■ **PROBLEM**
Count the lines in the items below that contain the string "background", treating uppercase and lowercase as different. Give only the number.

■ **GIVEN INFORMATION**

-*-

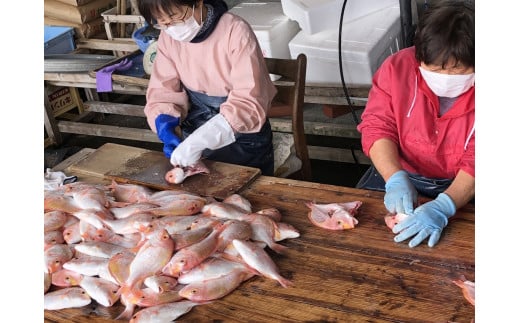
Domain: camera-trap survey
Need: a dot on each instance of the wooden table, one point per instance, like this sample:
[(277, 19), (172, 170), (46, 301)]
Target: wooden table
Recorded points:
[(339, 276)]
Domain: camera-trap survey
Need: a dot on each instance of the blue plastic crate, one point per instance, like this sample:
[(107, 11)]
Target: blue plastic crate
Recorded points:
[(58, 40)]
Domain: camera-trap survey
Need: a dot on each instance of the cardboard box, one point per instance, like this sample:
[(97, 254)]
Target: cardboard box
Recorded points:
[(61, 99), (272, 28), (77, 14), (314, 16), (366, 42), (58, 40), (85, 30), (76, 3)]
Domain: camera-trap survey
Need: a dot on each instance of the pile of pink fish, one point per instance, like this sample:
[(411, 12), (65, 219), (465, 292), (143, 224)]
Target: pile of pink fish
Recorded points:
[(159, 253)]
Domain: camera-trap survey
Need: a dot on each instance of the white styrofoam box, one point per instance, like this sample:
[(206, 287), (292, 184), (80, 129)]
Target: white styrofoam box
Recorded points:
[(366, 42), (272, 28), (317, 15)]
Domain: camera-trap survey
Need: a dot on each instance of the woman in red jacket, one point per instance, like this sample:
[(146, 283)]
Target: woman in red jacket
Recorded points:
[(418, 127)]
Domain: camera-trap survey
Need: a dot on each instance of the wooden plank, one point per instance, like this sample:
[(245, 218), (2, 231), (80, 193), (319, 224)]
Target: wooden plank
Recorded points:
[(115, 108), (358, 275), (80, 155), (317, 128), (146, 167), (101, 130), (126, 45)]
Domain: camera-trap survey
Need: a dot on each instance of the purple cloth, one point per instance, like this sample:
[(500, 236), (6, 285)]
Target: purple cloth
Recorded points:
[(104, 75)]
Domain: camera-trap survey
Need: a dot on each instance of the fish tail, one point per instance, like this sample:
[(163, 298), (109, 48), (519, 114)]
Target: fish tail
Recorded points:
[(278, 248)]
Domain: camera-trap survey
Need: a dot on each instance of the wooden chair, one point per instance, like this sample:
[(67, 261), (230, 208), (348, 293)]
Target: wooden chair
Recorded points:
[(288, 102)]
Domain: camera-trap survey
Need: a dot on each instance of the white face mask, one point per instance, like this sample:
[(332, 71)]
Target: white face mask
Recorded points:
[(188, 30), (448, 85)]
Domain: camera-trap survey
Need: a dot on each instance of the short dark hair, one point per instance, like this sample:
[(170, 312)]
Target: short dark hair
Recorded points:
[(151, 8), (446, 31)]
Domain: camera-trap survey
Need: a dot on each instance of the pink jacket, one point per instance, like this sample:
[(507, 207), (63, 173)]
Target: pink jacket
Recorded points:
[(402, 108), (227, 63)]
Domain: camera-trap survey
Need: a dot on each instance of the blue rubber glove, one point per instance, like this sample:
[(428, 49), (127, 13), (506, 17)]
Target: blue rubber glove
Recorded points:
[(165, 125), (427, 220), (401, 195)]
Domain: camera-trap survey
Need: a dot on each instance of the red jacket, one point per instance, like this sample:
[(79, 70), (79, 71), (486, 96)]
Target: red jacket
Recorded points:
[(402, 108)]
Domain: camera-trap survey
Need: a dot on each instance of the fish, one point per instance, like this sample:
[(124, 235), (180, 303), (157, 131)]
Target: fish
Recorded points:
[(179, 207), (178, 174), (334, 216), (126, 211), (285, 231), (163, 313), (101, 290), (119, 266), (98, 248), (71, 234), (191, 256), (240, 201), (160, 283), (86, 265), (56, 256), (69, 297), (264, 229), (214, 288), (391, 219), (152, 256), (52, 237), (233, 229), (66, 278), (130, 193), (212, 267), (271, 212), (54, 220), (186, 238), (147, 297), (47, 282), (256, 257), (223, 210), (468, 288)]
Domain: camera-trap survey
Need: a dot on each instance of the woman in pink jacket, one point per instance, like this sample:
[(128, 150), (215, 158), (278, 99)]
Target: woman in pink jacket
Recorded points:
[(418, 127), (209, 77)]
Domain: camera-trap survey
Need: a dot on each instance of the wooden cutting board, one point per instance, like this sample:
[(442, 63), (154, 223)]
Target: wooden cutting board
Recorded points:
[(127, 164)]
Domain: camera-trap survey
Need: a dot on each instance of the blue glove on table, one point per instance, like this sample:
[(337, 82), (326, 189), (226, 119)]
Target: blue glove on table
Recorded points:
[(427, 220), (165, 125), (401, 195)]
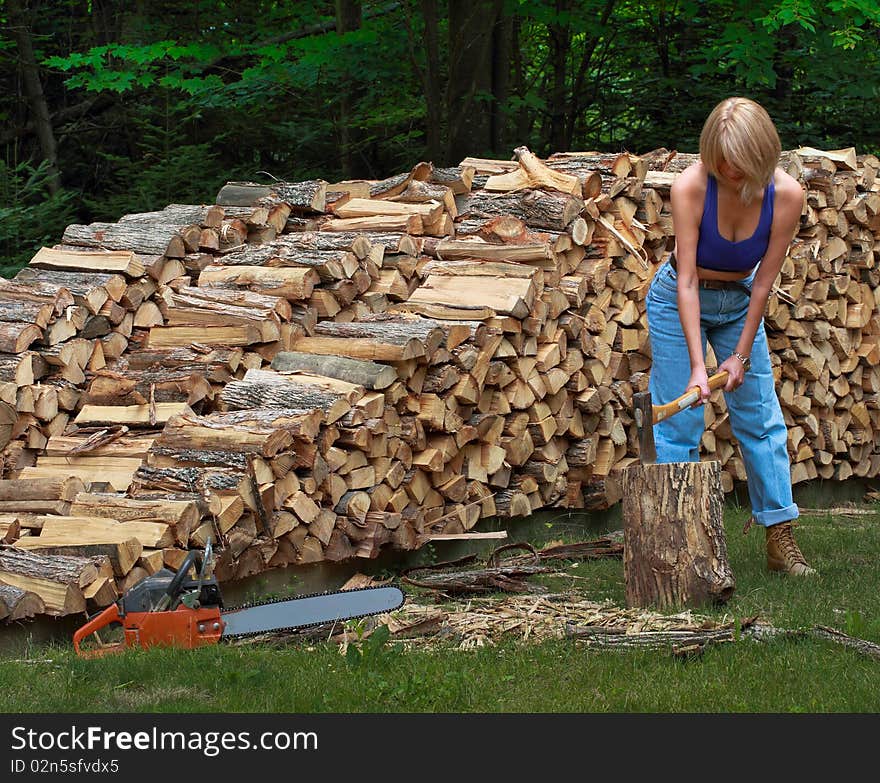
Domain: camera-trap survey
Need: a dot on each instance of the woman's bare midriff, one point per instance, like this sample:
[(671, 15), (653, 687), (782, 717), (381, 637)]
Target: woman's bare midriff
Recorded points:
[(717, 274)]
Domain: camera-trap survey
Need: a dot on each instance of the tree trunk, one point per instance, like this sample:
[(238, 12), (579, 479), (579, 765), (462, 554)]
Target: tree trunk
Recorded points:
[(675, 551)]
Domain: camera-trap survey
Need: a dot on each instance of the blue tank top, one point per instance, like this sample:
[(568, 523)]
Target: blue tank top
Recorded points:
[(716, 252)]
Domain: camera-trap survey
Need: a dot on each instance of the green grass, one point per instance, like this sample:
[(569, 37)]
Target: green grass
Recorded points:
[(803, 674)]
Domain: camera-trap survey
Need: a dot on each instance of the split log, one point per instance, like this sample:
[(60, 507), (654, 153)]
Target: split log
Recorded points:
[(370, 375), (58, 579), (112, 262), (289, 282), (17, 604)]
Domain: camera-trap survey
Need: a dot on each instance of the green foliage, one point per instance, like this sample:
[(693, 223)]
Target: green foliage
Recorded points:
[(366, 651), (160, 107), (29, 216)]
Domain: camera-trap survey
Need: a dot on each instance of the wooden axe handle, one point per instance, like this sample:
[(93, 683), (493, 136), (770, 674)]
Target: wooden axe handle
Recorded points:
[(687, 399)]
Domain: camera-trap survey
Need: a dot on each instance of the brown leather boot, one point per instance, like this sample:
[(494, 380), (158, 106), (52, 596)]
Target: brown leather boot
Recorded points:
[(783, 553)]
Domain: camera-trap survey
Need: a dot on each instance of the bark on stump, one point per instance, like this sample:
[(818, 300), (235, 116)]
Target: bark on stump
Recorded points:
[(675, 551)]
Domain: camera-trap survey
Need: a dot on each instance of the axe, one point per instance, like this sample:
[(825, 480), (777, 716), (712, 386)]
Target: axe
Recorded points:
[(647, 414)]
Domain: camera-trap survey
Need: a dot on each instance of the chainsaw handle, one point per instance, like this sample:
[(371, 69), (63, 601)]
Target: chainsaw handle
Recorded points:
[(177, 582), (688, 398), (108, 616)]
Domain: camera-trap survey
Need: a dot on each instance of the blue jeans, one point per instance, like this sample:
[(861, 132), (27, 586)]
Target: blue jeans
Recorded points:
[(755, 413)]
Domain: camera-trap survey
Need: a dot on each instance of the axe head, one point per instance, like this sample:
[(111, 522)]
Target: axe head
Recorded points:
[(643, 411)]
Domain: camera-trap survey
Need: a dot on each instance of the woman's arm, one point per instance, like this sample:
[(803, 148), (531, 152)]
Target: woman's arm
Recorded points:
[(687, 195)]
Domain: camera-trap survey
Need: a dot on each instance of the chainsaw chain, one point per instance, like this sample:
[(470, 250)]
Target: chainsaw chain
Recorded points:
[(291, 628)]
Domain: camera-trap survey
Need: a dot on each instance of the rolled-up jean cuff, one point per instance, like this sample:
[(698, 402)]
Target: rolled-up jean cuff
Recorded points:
[(770, 518)]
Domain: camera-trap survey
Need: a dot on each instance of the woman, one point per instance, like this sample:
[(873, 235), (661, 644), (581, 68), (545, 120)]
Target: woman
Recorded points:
[(735, 213)]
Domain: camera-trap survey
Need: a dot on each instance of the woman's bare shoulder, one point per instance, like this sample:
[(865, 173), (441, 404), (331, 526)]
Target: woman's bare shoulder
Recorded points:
[(787, 186), (691, 183)]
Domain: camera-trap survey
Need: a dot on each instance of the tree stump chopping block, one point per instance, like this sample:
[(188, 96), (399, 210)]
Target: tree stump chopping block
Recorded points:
[(675, 551)]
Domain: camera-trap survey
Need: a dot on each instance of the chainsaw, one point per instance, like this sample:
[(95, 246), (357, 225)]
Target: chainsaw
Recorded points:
[(169, 609)]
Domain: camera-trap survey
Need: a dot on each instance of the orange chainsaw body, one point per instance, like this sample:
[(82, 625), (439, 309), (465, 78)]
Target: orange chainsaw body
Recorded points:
[(182, 627)]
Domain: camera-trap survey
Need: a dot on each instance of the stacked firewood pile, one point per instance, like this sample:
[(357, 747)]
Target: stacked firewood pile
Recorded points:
[(314, 371)]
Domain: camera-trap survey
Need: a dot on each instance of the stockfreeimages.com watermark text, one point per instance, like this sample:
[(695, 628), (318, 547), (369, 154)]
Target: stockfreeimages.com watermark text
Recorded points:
[(209, 743)]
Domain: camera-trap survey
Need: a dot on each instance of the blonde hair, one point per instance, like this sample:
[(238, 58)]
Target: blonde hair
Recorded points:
[(741, 132)]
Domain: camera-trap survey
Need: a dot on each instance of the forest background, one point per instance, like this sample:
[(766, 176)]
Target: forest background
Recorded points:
[(115, 106)]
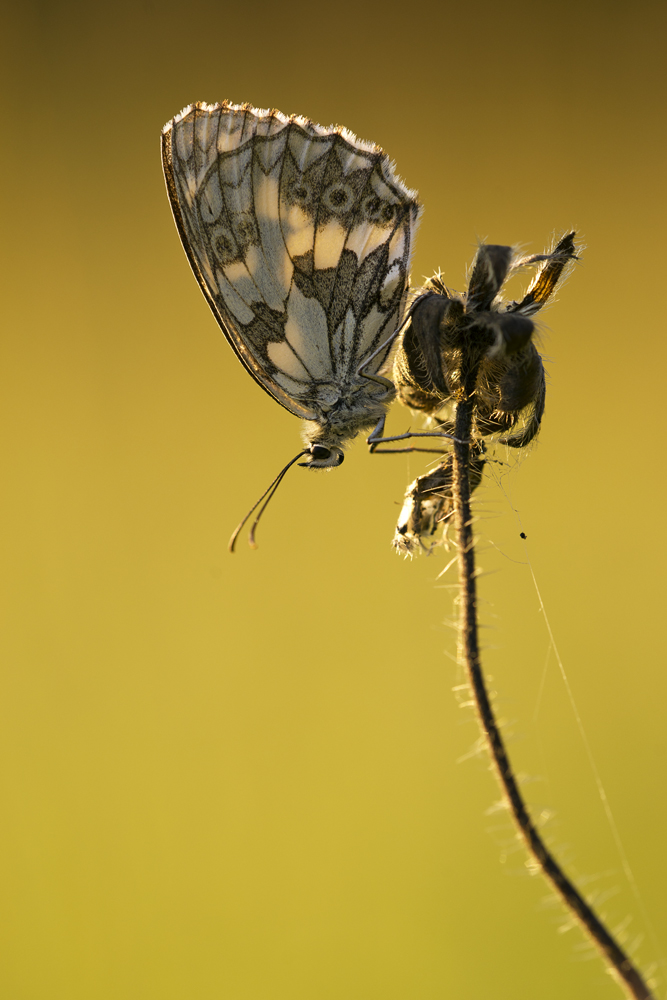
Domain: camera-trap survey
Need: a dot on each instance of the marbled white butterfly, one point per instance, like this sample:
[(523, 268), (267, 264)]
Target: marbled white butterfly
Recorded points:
[(300, 237)]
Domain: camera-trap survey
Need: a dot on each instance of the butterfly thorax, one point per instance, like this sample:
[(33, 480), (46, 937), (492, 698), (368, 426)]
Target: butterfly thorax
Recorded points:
[(354, 411)]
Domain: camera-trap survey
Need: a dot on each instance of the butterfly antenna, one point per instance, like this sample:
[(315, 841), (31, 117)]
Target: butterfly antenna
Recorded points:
[(268, 494)]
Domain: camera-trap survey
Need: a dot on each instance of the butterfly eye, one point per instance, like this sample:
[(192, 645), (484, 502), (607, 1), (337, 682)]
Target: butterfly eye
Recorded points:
[(322, 457)]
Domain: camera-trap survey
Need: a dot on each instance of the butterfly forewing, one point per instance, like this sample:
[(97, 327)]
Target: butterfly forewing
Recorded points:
[(300, 237)]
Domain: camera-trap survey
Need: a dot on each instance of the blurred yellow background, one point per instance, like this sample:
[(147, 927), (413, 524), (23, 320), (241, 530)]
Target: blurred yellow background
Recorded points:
[(236, 776)]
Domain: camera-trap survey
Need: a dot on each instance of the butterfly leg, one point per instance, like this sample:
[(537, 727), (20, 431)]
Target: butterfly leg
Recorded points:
[(376, 437)]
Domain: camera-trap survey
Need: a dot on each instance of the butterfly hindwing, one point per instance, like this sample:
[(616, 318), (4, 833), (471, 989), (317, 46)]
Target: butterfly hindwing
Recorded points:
[(300, 237)]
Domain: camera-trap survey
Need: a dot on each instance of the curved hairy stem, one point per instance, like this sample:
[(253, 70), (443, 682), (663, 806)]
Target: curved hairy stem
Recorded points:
[(621, 965)]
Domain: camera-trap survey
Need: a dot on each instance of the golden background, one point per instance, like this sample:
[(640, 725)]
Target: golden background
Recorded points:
[(236, 776)]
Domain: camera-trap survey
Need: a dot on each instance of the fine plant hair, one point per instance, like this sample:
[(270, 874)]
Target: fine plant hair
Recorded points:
[(475, 353)]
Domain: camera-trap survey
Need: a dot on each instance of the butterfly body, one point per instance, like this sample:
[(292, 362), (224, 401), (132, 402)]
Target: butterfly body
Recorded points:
[(300, 237)]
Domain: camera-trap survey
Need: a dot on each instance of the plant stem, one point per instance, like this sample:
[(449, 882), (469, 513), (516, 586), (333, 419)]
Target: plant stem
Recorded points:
[(620, 963)]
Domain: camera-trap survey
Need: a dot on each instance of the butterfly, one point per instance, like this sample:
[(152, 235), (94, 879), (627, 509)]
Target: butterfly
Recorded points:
[(300, 238)]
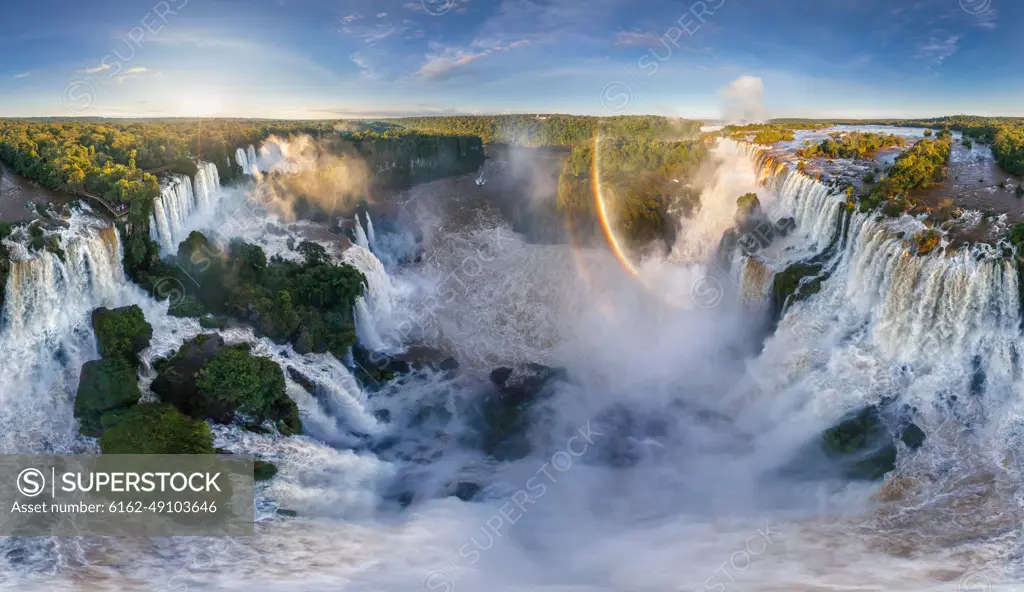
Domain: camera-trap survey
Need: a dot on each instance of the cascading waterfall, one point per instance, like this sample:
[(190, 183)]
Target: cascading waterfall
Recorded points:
[(932, 307), (247, 160), (242, 161), (360, 235), (45, 335), (755, 280), (207, 184), (182, 200), (375, 311), (171, 210), (813, 205), (371, 234)]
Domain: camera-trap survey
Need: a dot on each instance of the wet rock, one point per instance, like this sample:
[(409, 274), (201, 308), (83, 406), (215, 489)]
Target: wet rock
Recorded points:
[(912, 436), (505, 412), (466, 491), (104, 386), (862, 445), (263, 470), (450, 365), (305, 382), (121, 332), (176, 382)]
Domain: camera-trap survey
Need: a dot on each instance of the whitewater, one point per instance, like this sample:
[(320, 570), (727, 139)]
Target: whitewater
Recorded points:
[(665, 464)]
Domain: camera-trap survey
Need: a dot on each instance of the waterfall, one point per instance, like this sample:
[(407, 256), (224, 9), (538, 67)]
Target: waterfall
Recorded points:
[(247, 160), (181, 202), (242, 160), (207, 184), (171, 210), (936, 306), (375, 315), (755, 280), (360, 235), (371, 235), (366, 328), (45, 335)]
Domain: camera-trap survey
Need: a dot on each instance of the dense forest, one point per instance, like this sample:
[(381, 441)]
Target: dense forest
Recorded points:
[(1005, 134), (551, 130), (110, 159), (920, 167), (640, 179), (850, 145)]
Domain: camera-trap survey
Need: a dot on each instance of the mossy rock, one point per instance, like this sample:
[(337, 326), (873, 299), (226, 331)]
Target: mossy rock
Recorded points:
[(796, 283), (121, 332), (236, 379), (186, 307), (506, 412), (157, 429), (264, 470), (176, 383), (104, 385), (211, 322), (863, 443)]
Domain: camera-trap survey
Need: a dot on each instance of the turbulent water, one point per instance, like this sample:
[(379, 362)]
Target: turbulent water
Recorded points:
[(182, 204), (715, 418)]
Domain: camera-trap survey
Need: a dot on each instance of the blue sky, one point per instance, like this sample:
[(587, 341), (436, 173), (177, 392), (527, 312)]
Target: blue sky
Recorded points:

-*-

■ **SOLUTION FOR THIS TASK**
6